#### TEXTE EXTRAIT

Prix AICA France 2020 de la critique d’art


Contexte : le prix AICA France de la critique d’art invite chaque année une dizaine de ses membres à défendre à tour de rôle le travail d’un artiste de leur choix. Chacun·e dispose de six minutes et quarante secondes, et s’appuie sur la projection d’une vingtaine d’images qui se succèdent toutes les vingt secondes.

20’’
Commencer. Commencer par dire que, dans son travail, Ève Gabriel Chabanon mêle écriture, film, sculpture et performance. Qu’iel emprunte notamment des chemins qui sont ceux du temps long de la recherche et de la collaboration ; ce sont ces chemins que nous allons suivre ici, parmi d’autres possibles.

40’’
Notre dialogue se noue en 2018, lorsque je suis invitée à écrire sur une résidence1 qu’iel’ effectue dans les Hauts-de-France. L’artiste français·e, bientôt trentenaire, s’intéresse alors aux musées locaux. Dans un contexte économique qui fragilise leur fonctionnement, iel agite le spectre d’un incendie fictif et soumet neuf conservateur·rices à un choix difficile.

1’
« Et vous, dans un incendie au musée, quel objet sauveriez-vous ? »

########
#### EXTRAITS DE DONNÉES

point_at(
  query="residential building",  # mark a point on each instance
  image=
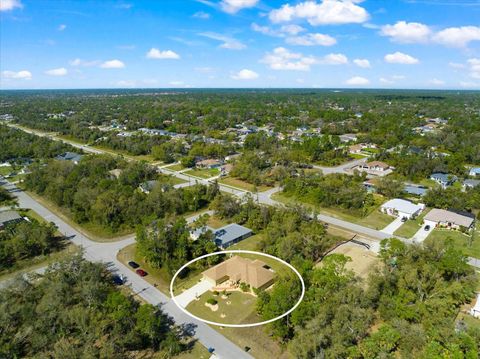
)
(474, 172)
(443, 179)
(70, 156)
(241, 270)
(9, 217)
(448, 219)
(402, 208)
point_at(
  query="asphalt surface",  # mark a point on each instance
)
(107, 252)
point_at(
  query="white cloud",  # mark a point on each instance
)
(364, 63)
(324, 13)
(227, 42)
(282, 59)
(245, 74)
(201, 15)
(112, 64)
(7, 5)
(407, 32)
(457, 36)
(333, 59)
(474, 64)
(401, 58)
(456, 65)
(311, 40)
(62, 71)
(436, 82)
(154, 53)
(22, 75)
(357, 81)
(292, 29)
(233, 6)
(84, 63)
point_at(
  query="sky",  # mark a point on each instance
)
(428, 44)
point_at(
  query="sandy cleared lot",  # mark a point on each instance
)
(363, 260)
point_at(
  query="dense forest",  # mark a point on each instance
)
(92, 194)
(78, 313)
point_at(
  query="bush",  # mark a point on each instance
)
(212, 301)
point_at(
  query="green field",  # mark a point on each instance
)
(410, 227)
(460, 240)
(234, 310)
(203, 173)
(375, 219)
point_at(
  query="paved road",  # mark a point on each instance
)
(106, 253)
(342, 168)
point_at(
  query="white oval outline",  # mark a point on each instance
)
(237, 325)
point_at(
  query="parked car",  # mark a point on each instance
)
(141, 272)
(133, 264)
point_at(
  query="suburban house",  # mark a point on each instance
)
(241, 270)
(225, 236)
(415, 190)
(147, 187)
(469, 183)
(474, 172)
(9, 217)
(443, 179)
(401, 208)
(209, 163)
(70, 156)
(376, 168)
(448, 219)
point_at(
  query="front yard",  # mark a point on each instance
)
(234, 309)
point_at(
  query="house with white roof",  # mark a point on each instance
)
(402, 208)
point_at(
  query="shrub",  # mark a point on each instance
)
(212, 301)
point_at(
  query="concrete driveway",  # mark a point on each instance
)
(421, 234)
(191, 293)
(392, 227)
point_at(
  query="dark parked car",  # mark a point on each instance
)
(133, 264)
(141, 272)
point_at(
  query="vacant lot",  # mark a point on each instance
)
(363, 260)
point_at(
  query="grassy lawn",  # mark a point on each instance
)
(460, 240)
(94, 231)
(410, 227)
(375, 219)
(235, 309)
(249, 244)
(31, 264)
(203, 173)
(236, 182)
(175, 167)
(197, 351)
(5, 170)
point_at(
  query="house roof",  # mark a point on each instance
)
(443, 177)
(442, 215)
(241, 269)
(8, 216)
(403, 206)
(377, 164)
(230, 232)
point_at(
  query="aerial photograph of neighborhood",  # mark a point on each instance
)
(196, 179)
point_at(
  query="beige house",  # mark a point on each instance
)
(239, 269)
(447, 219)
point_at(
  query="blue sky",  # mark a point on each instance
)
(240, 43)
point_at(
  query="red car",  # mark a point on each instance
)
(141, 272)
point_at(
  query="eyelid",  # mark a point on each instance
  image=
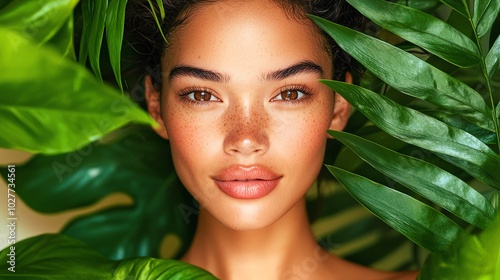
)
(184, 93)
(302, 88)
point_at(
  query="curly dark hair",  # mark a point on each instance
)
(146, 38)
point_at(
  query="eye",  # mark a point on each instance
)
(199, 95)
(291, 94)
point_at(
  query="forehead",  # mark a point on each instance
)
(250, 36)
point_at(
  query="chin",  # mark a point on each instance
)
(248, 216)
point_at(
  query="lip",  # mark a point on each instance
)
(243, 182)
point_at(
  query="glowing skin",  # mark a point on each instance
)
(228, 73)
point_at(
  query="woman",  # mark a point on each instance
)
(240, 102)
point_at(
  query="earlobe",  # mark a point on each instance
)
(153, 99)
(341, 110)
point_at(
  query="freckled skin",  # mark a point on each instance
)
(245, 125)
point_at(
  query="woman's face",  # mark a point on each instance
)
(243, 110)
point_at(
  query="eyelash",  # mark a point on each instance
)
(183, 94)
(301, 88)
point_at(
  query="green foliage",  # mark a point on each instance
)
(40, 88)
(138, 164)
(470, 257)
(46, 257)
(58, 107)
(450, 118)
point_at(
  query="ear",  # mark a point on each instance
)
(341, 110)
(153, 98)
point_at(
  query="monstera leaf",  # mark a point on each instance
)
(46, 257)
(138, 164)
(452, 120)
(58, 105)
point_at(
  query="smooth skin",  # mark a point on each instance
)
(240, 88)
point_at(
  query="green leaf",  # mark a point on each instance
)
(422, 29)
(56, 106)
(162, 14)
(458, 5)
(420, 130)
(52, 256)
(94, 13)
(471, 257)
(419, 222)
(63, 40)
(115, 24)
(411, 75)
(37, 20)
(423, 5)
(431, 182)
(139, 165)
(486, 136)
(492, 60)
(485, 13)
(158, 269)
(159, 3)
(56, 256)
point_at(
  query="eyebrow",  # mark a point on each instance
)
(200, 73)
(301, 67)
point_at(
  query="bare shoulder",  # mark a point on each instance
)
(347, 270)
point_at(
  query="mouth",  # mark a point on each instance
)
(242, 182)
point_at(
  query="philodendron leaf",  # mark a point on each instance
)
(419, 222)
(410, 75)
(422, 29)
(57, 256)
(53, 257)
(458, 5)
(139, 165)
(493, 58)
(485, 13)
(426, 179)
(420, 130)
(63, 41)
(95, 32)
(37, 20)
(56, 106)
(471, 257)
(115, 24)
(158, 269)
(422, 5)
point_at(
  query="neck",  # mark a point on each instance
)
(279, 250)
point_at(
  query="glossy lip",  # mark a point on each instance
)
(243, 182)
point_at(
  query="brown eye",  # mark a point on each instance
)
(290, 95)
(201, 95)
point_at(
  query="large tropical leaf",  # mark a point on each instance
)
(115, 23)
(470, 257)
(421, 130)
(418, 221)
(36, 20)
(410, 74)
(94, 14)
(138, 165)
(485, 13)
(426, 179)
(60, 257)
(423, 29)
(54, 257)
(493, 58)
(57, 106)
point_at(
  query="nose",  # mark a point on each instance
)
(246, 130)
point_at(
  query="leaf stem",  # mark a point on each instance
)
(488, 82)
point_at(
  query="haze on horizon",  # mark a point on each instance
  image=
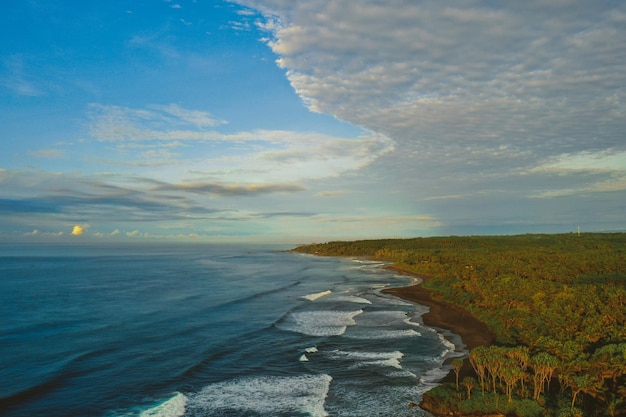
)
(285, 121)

########

Traduisez en anglais la phrase suivante du texte sur le prix AICA France 2020 : « L’artiste français·e, bientôt trentenaire, s’intéresse alors aux musées locaux. »

CORRIGÉ ::
The French artist, soon to turn thirty, then takes an interest in local museums.